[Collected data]
######

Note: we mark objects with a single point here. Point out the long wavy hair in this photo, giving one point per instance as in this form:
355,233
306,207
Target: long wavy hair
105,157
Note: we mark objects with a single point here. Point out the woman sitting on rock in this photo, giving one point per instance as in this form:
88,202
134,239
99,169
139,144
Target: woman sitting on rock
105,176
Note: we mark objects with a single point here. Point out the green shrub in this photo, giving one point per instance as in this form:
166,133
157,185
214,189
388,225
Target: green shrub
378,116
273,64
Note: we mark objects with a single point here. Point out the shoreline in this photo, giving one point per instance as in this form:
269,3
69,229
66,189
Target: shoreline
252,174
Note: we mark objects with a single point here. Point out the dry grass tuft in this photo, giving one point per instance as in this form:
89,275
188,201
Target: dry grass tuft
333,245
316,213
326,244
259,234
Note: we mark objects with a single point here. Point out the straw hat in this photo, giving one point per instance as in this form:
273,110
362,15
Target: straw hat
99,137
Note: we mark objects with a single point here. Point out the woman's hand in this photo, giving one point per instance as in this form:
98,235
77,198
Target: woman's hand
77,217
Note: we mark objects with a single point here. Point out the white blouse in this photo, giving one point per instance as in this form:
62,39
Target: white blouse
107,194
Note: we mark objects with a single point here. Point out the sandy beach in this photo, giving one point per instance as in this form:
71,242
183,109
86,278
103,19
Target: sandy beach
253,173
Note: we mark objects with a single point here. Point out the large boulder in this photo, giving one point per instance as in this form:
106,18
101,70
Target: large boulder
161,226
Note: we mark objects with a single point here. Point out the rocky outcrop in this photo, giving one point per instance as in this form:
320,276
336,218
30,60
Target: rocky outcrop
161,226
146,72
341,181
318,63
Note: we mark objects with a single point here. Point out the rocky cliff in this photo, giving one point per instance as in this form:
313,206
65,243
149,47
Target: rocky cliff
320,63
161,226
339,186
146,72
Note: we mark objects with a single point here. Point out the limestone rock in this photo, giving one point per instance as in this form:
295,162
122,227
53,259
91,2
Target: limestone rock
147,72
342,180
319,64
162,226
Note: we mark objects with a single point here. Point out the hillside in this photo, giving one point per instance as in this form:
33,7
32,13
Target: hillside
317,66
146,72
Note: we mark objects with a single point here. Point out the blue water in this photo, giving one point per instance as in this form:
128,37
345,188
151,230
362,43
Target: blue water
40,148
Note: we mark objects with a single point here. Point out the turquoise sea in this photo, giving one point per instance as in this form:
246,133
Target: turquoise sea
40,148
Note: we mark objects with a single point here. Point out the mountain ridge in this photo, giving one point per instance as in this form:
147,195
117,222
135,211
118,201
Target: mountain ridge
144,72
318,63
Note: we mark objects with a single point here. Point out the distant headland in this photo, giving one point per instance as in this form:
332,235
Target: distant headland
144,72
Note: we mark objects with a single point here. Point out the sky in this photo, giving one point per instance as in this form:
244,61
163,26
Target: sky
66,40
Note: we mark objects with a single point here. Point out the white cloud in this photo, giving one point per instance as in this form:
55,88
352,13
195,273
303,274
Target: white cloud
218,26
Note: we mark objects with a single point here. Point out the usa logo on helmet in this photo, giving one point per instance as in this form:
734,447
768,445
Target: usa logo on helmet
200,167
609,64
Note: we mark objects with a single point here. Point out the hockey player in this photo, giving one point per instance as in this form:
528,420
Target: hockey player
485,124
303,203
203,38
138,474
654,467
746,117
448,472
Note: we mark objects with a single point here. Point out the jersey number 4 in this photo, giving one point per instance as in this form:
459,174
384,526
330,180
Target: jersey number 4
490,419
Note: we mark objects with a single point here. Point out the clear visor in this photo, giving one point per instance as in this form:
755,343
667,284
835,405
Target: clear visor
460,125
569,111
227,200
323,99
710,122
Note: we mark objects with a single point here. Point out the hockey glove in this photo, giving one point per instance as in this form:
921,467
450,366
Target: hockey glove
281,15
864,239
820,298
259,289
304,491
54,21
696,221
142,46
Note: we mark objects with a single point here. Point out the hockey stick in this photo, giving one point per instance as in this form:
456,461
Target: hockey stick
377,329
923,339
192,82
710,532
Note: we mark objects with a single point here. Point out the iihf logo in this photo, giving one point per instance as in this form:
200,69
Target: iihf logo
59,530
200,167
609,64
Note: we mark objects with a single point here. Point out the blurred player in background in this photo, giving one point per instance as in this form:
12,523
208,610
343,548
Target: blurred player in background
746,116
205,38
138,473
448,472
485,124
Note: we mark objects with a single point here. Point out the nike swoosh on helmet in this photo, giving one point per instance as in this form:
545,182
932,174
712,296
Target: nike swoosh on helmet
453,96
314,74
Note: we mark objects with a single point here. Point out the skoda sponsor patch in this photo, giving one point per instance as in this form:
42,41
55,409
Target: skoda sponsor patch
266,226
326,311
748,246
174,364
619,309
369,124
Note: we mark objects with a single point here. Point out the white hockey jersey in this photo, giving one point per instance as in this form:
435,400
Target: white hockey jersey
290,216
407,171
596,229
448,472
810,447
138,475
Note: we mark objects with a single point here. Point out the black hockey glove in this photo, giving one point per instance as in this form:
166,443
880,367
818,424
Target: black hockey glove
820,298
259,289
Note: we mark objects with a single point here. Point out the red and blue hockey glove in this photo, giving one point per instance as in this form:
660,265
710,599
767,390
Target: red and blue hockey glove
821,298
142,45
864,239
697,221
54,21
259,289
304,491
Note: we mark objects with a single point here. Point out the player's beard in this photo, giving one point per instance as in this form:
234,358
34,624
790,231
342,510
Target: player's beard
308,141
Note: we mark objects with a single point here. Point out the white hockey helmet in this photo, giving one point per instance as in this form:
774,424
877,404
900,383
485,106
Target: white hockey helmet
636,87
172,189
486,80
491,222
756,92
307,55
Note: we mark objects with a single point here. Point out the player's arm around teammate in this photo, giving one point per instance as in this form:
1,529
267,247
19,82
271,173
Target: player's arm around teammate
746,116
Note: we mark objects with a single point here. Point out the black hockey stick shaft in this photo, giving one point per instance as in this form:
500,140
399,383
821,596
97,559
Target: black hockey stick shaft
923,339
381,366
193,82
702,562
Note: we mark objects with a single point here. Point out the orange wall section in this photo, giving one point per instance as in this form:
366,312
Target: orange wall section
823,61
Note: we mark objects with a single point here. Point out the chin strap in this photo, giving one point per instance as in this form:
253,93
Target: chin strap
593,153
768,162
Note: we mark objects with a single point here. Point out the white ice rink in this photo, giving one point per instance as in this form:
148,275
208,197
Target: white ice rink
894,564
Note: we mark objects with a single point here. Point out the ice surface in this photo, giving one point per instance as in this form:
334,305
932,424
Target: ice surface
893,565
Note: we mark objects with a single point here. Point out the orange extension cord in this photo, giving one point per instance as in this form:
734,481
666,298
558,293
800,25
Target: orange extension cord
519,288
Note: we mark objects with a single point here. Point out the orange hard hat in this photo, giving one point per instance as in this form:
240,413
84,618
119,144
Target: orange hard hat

######

**PROBLEM TO WORK ON**:
Each entry needs to be written out again, exactly as given.

**ANSWER SECTION**:
Note: we mark objects with a single point here. Point out the long wavy hair in this photo, giving one point per instance as in this form:
355,233
306,207
Target: long wavy hair
105,157
Note: we mark objects with a single point here. Point out the woman sitting on rock in this photo, giving one point per instance as in this form:
88,202
134,239
99,169
139,144
Target: woman sitting on rock
105,176
Note: we mark objects with a single point here. Point out the green shrub in this photo, giving one point per instance as in this form:
166,133
157,185
214,189
388,225
Target: green shrub
378,116
273,64
Note: we mark objects with a single point here. Point out the shoreline in this photo, giving one point per instance as in this form:
269,3
69,229
66,189
Target: shoreline
252,174
Note: we mark objects with a single point here. Point out the dry grass tuft in this photo, giving one point per instance as in this form:
89,275
188,201
Target: dry grass tuft
333,245
316,213
326,244
259,234
Note: we mark objects with a single point here. Point out the straw hat in this photo, giving one point per instance as in this form:
273,110
362,15
Target: straw hat
99,137
Note: we mark objects with a single point here. Point out the woman's hand in this photo, giving one point per instance as in this form:
98,235
77,198
Target: woman's hand
77,217
Note: we mark objects with a single point here. Point out the white blouse in this photo, giving one point per instance as in this form:
62,39
Target: white blouse
107,194
Note: we mark objects with a single point here. Point out the sandy beach in this photo, giving one point per instance as in this form:
71,242
183,109
86,278
103,19
Target: sandy beach
253,173
Note: we mark objects with a single point here. Point out the large boulder in this photo, giving one point per instance as in this form:
106,18
101,70
Target: large boulder
161,226
Note: we mark objects with a single point here. Point out the rocky outcrop in this photo, giving one point per instance as in this form:
320,276
336,218
30,60
Target: rocky outcrop
161,226
146,72
341,181
318,63
Note: we mark objects with a single point here. Point out the rocky cliff in this photo, giving one point per instance as in this form:
313,206
65,243
149,47
Target: rocky cliff
320,63
161,226
339,186
146,72
Note: we mark objects with a single point here. Point out the limestone rock in this photo, giving one point per instance as in this form:
295,162
122,227
53,259
91,2
Target: limestone rock
147,72
342,180
319,64
162,226
Note: we mark objects with a single point here. Point out the hillside in this photo, giving one point per instance as in this form:
33,7
32,13
Target: hillside
317,66
146,72
Note: we mark objects with a single point here. Point out the blue water in this photo, giving one point per instance as in this form:
128,37
345,188
151,230
362,43
Target: blue water
40,148
Note: we mark objects with a single point here. Point out the turquoise sea in this photo, giving one point per instance as in this form:
246,133
Target: turquoise sea
40,148
Note: we mark objects with a single point here. Point out the mountain ridge in this photo, giving one point per instance as in this form:
147,195
117,222
135,211
118,201
Target: mountain ridge
144,72
318,63
Note: we mark objects with a single point here. Point out the distant headland in this photo, giving one point per instance as in this form:
332,235
Target: distant headland
144,72
Note: we mark objects with a single point here. Point out the sky in this photo, giving one point per instance as in this form:
244,61
163,26
Target: sky
66,40
Note: we mark objects with a single point here. Point out the white cloud in this photo, giving one point per instance as in this form:
55,88
352,13
195,273
303,274
Target: white cloud
218,26
Note: we mark objects with a single point here. Point out the usa logo on helmet in this photo, giving one point per instance as in this form:
734,447
768,445
Target: usa logo on helmet
200,167
609,64
Note: we mark objects with a single point here. Point out the hockey player in this photo, giving one point per instance as in this form:
528,420
Target: hockey player
485,124
303,203
203,38
138,474
654,467
746,117
448,472
Note: we mark objects with a single point here. Point out the jersey number 4 in this photo, giving one point per instance as in this form:
459,174
384,526
330,180
Target: jersey number 4
490,419
Note: we mark objects with a single point here. Point out the clear visor in this photo, giving one point per instance as in this form:
755,343
667,284
835,405
Target: clear visor
460,125
569,111
227,200
323,99
710,122
Note: we mark objects with a single point here. Point out the hockey glove in this photo, giving one point per instance as in this form:
921,467
450,366
Target: hockey glove
281,15
864,239
820,298
259,289
304,491
54,21
696,221
142,46
Note: we mark objects with a single point here. Point out the hockey stick in this photo, giving one point per instance as in this form:
456,461
Target: hockey stick
377,329
923,339
192,82
710,532
Note: we mark objects with a single point here. Point out the iihf logo in this photo, giving one point per instance as in this form:
200,69
Target: iihf logo
59,530
200,167
609,64
Note: we mark objects with a single point here. Point out the blurred player in background in this photo, giving one point per instance as in this form:
12,523
208,610
343,548
Target: blurred player in background
746,116
205,38
138,473
448,472
485,124
Note: we mark objects with a single point here. Point out the nike swoosh on helmet in this photo, giving one point per instance as in this form:
545,182
932,174
712,296
Target: nike swoosh on helmet
453,96
314,74
Note: we mark objects with a single point here. Point out the skoda sponsor patch in this photo, giving one point per instance as in this form:
42,41
55,409
Target: skoda sponsor patch
266,226
326,311
748,246
174,364
619,309
369,124
Note: we mark objects with a single point here. Point out the white hockey jersey in this photo, giving one point per instance as in this form:
435,400
Target: white hockey jersey
290,216
407,171
596,229
448,472
810,447
138,475
Note: we mark objects with a single point here. Point out the black hockey glove in this photo, giving one point per instance as in this form:
166,443
880,367
818,424
Target: black hockey glove
820,298
259,289
Note: we mark objects with a single point here. Point out the red and blue hockey glove in this photo, giving one point per instance as in this form:
660,265
710,599
767,390
Target: red and blue hockey glove
821,298
142,45
864,239
697,221
54,21
259,289
304,491
Note: we mark objects with a single point here. Point out the player's beard in this photo, giving one point per instance as in this form:
234,358
34,624
790,231
342,510
Target: player's beard
308,141
Note: we mark objects with a single point here. Point out the white hockey helmet in this photo, giving one point per instance as in this form:
774,424
877,404
900,383
485,106
Target: white hockey helmet
636,87
172,189
486,80
491,222
756,92
307,55
Note: we mark objects with a single point here. Point out the player's arm around teammate in this photo, giving one point per instance as in this form:
1,529
267,247
19,82
271,173
Target: player's arm around teammate
746,116
Note: we mark objects with a single point here. Point out the black hockey stick shaft in this photo, giving one point per instance as in this form:
500,140
399,383
821,596
97,559
Target: black hockey stick shaft
923,339
381,366
193,82
702,562
Note: we mark objects with a single point here. Point out the orange wall section in this photo, giving one point per instance as in this form:
366,312
Target: orange wall section
823,61
Note: we mark objects with a single point here. Point out the chin strap in this photo, giving one point per instance as in this form:
253,93
Target: chin strap
593,153
768,162
Note: we mark objects with a single point here. Point out the white ice rink in this photo, giving one point per instance as in this form:
148,275
208,197
Target: white ice rink
894,564
Note: we mark objects with a single point here. Point out the ice surface in this photo, giving one point per instance as in this form:
334,305
932,424
Target: ice surface
893,565
Note: we mark objects with a single point here. Point out the orange extension cord in this photo, giving one point per instance as in this form:
734,481
666,298
558,293
800,25
Target: orange extension cord
519,288
Note: we mark objects with a single point here. Point out the orange hard hat in this photo, giving one point per instance as in this form:
240,413
84,618
119,144
Target: orange hard hat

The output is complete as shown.